Activity:
A word-for-word copy of the data is what's wanted; pictures stay out of it.

----- Data supplied

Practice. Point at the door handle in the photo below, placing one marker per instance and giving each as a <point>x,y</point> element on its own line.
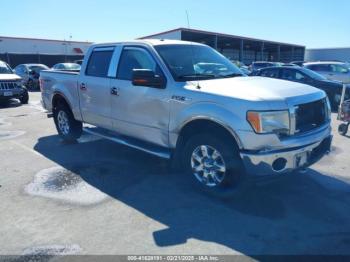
<point>82,86</point>
<point>115,91</point>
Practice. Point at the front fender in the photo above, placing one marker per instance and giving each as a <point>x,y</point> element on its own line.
<point>206,111</point>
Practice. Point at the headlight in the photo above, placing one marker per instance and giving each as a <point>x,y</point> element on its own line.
<point>328,108</point>
<point>19,83</point>
<point>269,122</point>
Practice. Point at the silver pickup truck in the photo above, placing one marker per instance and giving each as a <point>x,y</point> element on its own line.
<point>186,102</point>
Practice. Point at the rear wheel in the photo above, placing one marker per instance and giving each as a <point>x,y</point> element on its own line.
<point>24,98</point>
<point>335,102</point>
<point>68,128</point>
<point>214,165</point>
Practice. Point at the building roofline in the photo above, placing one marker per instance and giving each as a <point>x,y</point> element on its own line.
<point>328,48</point>
<point>43,39</point>
<point>218,34</point>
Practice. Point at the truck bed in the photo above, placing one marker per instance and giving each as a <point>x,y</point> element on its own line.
<point>51,82</point>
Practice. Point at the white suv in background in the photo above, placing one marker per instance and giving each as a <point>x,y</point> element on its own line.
<point>332,70</point>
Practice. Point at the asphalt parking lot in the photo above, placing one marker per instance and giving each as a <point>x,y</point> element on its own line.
<point>97,197</point>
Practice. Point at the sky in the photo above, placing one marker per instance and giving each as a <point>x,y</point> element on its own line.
<point>313,23</point>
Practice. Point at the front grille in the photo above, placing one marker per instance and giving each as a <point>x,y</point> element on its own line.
<point>7,85</point>
<point>310,116</point>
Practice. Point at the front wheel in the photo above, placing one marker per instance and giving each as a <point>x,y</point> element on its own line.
<point>68,128</point>
<point>214,165</point>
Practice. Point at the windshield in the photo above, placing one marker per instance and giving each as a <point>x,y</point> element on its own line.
<point>37,69</point>
<point>196,62</point>
<point>72,66</point>
<point>313,74</point>
<point>5,69</point>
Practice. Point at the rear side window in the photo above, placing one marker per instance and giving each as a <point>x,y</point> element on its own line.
<point>135,58</point>
<point>320,67</point>
<point>99,63</point>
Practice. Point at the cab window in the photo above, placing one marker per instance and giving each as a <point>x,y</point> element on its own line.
<point>135,58</point>
<point>99,62</point>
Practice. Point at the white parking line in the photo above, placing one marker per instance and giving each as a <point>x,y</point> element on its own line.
<point>26,148</point>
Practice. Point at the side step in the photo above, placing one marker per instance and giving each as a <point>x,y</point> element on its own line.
<point>130,142</point>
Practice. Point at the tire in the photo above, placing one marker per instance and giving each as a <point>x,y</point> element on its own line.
<point>335,102</point>
<point>24,98</point>
<point>222,173</point>
<point>343,129</point>
<point>30,85</point>
<point>67,127</point>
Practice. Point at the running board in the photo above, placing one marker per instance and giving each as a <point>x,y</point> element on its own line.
<point>130,142</point>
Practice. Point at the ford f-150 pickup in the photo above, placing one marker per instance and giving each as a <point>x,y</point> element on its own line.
<point>186,102</point>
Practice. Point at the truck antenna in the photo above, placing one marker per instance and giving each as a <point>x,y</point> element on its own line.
<point>192,49</point>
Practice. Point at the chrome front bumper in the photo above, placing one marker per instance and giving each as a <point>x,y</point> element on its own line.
<point>286,160</point>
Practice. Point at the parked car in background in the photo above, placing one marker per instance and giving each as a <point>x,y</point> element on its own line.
<point>331,70</point>
<point>245,70</point>
<point>303,75</point>
<point>261,64</point>
<point>79,62</point>
<point>298,63</point>
<point>30,74</point>
<point>67,67</point>
<point>242,66</point>
<point>200,111</point>
<point>11,85</point>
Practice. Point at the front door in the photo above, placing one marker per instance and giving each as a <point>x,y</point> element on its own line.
<point>94,89</point>
<point>139,111</point>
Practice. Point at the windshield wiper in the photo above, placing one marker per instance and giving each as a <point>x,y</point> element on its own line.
<point>196,75</point>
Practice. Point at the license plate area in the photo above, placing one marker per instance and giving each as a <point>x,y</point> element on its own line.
<point>301,159</point>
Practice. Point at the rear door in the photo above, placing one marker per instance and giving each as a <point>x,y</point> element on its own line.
<point>139,111</point>
<point>94,88</point>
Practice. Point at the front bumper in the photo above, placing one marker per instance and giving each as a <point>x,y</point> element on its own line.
<point>286,160</point>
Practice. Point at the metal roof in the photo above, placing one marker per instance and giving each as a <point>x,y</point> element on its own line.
<point>218,34</point>
<point>42,39</point>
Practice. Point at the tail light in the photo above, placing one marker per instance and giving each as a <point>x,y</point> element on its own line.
<point>41,83</point>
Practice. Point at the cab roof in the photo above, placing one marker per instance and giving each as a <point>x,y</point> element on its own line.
<point>151,42</point>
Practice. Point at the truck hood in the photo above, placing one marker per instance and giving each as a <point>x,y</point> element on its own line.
<point>9,77</point>
<point>254,88</point>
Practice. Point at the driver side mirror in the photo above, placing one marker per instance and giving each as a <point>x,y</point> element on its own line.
<point>146,77</point>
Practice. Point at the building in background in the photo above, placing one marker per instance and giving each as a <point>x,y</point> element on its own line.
<point>15,50</point>
<point>244,49</point>
<point>328,54</point>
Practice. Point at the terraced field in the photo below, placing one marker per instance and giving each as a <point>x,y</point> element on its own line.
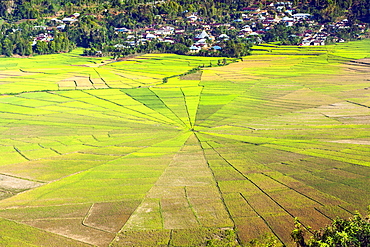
<point>97,152</point>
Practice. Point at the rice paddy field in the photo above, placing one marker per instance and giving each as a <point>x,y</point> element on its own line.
<point>95,152</point>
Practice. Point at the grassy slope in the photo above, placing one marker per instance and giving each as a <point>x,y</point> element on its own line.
<point>277,135</point>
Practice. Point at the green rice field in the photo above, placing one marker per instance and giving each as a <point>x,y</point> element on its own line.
<point>96,152</point>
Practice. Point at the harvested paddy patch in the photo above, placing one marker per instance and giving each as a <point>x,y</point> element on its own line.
<point>225,155</point>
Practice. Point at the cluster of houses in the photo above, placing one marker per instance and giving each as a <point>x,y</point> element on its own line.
<point>250,23</point>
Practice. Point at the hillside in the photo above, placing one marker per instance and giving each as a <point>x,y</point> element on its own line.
<point>95,152</point>
<point>206,28</point>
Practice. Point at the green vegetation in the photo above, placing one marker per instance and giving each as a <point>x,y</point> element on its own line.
<point>352,232</point>
<point>101,152</point>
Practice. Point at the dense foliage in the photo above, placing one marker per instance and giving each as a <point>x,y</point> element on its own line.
<point>342,232</point>
<point>138,11</point>
<point>95,28</point>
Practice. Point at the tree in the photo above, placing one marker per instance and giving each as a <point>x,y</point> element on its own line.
<point>342,232</point>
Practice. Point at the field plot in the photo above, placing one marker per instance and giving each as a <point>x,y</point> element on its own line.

----------

Response box:
Practice. Point at the door handle in the photo below, placing one marker per instance and giving each as a <point>x,y</point> element on its own line.
<point>82,86</point>
<point>115,91</point>
Practice. Point at the front fender in the photo above, placing one marker per instance and giving each as a <point>x,y</point> element on its own line.
<point>206,111</point>
Practice. Point at the headlight in the photo above, placing one marker per instance and giving each as a <point>x,y</point> element on its own line.
<point>328,108</point>
<point>19,83</point>
<point>269,122</point>
Practice. Point at the silver pickup truck in the photo above, placing one marker per instance and giving each as a <point>x,y</point> element on its own line.
<point>186,102</point>
Practice. Point at the rear wheel in the photo above, placing one marker per instance and giving each as a <point>x,y</point> element on its own line.
<point>24,98</point>
<point>335,102</point>
<point>68,128</point>
<point>214,165</point>
Practice. Point at the building roofline in the photo above, placing one marker per instance and giving each as a <point>x,y</point> element on its own line.
<point>328,48</point>
<point>43,39</point>
<point>218,34</point>
Practice. Point at the truck bed in the photo above, placing one marker per instance and giving each as a <point>x,y</point> element on its own line.
<point>51,82</point>
Practice. Point at the white suv in background in the photo above, placing one marker per instance and giving each as a <point>x,y</point> element on its own line.
<point>332,70</point>
Practice. Point at the asphalt parking lot in the photo above, placing one marker per instance and giving each as a <point>x,y</point> element on its own line.
<point>97,197</point>
Practice. Point at the sky in the photo above, placing one marker per instance and giving each as a <point>x,y</point> element on its own line.
<point>313,23</point>
Practice. Point at the front grille in the photo above, placing one marker per instance and giving each as a <point>x,y</point> element on its own line.
<point>7,85</point>
<point>310,116</point>
Practice. Point at the front wheel in the photo above, placing one marker per instance and giving each as a <point>x,y</point> element on its own line.
<point>68,128</point>
<point>214,165</point>
Practice. Point at the windshield in the photo above, placing one marker per instance and giving each as a <point>x,y</point> element on its own line.
<point>37,69</point>
<point>196,62</point>
<point>72,66</point>
<point>313,74</point>
<point>5,69</point>
Practice. Point at the rear side window in the photo above, placing one marker per instance and giving each as a <point>x,y</point> element on its own line.
<point>135,58</point>
<point>320,67</point>
<point>99,63</point>
Practice. Point at the cab window in the photo above, placing one marker per instance and giving each as a <point>x,y</point> element on its own line.
<point>135,58</point>
<point>99,62</point>
Practice. Point at the white parking line in the photo above, placing one marker per instance and giving each as a <point>x,y</point> element on its own line.
<point>26,148</point>
Practice. Point at the side step in the photo above, placing one marker per instance and giving each as a <point>x,y</point> element on its own line.
<point>130,142</point>
Practice. Point at the tire in the photo above, placing one marker per instance and giving each as a <point>x,y</point> element on its own line.
<point>335,102</point>
<point>24,98</point>
<point>222,173</point>
<point>343,129</point>
<point>30,85</point>
<point>67,127</point>
Practice. Point at the running board in the photo above, placing one marker per instance and giving each as a <point>x,y</point> element on its own line.
<point>130,142</point>
Practice. Point at the ford f-150 pickup in the photo above, placing one marker per instance and giving each as a <point>x,y</point> element on its own line.
<point>186,102</point>
Practice. Point at the truck antenna in the photo above, placing one marker per instance and giving each as a <point>x,y</point> element on its own line.
<point>192,49</point>
Practice. Point at the chrome front bumper in the photo above, placing one marker per instance and giving each as a <point>x,y</point> element on its own line.
<point>286,160</point>
Practice. Point at the parked car in background in the photo above, placing one marker per instance and giving each as a <point>x,y</point> element on its own line.
<point>331,70</point>
<point>245,70</point>
<point>303,75</point>
<point>261,64</point>
<point>79,62</point>
<point>298,63</point>
<point>30,74</point>
<point>67,67</point>
<point>242,66</point>
<point>200,111</point>
<point>11,85</point>
Practice. Point at the front door in the photo above, placing one marker per instance and giving each as a <point>x,y</point> element on its own line.
<point>94,89</point>
<point>139,111</point>
Practice. Point at the windshield wiper in the photo above, placing one marker per instance and giving each as a <point>x,y</point> element on its own line.
<point>196,75</point>
Practice. Point at the license plate area in the photo above, placing one marker per instance and giving each as a <point>x,y</point> element on its own line.
<point>301,159</point>
Practice. Point at the rear door in the photo above, placing one marker per instance and giving each as a <point>x,y</point> element on its own line.
<point>139,111</point>
<point>94,88</point>
Practice. Point at the front bumper in the photo above, placing one marker per instance and giving each as a <point>x,y</point> element on its own line.
<point>286,160</point>
Practice. Point at the metal roof in the photo above, placing one marker per instance and giving each as a <point>x,y</point> element on its own line.
<point>218,34</point>
<point>42,39</point>
Practice. Point at the tail light in the photo above, placing one marker per instance and giving each as a <point>x,y</point> element on its own line.
<point>41,83</point>
Practice. Point at the cab roof in the photo above, placing one marker per instance and giving each as a <point>x,y</point> element on its own line.
<point>151,42</point>
Practice. Point at the truck hood in the photo above, placing one marker per instance and giving each as a <point>x,y</point> element on its own line.
<point>9,77</point>
<point>254,88</point>
Practice. Point at the driver side mirror in the photo above, placing one marker per instance and giving each as a <point>x,y</point> element on its own line.
<point>146,77</point>
Practice. Point at the building in background in the photo above, placing one marker per instance and giving each as a <point>x,y</point> element on its own line.
<point>15,50</point>
<point>244,49</point>
<point>328,54</point>
Practice. Point at the terraced field in the photo below, placing one marker per instance and giving each as a <point>x,y</point> element on its own line.
<point>97,152</point>
Practice. Point at the rice paddy field in the photo above, placing one marker per instance and giving each as a <point>x,y</point> element on its own line.
<point>95,152</point>
Practice. Point at the grassy slope in the photo above, placing one marker per instance and giving each as a <point>x,y</point> element on its own line.
<point>277,135</point>
Practice. Point at the green rice field in the photo above, placing one marker per instance and giving each as a <point>x,y</point> element on its own line.
<point>96,152</point>
Practice. Point at the harvested paddy patch in the photo above, placing one marker per instance and giving each as a <point>x,y</point> element on its own line.
<point>225,155</point>
Practice. Point at the cluster of houses in the photo above, placing one marker per instance and giving each as a <point>x,y</point> element on its own line.
<point>250,23</point>
Practice. Point at the hillside in the photo above, placing one marker per instance and giving each as a <point>x,y</point> element on its own line.
<point>95,152</point>
<point>206,28</point>
Practice. Point at the green vegetation in the photo above, placing one marker per instance and giving each as a <point>x,y</point> element on its own line.
<point>352,232</point>
<point>101,152</point>
Practice. Point at the dense foliage in the photo above, placing one marker per instance and giving each as a <point>x,y</point> element on its own line.
<point>342,232</point>
<point>138,11</point>
<point>95,28</point>
Practice. Point at the tree in the photo above, placing one marker per instance and giving each as a <point>x,y</point> element on its own line.
<point>342,232</point>
Practice. Point at the field plot in the photo above, placing one marker per instance and giving each as a <point>x,y</point> element on its own line.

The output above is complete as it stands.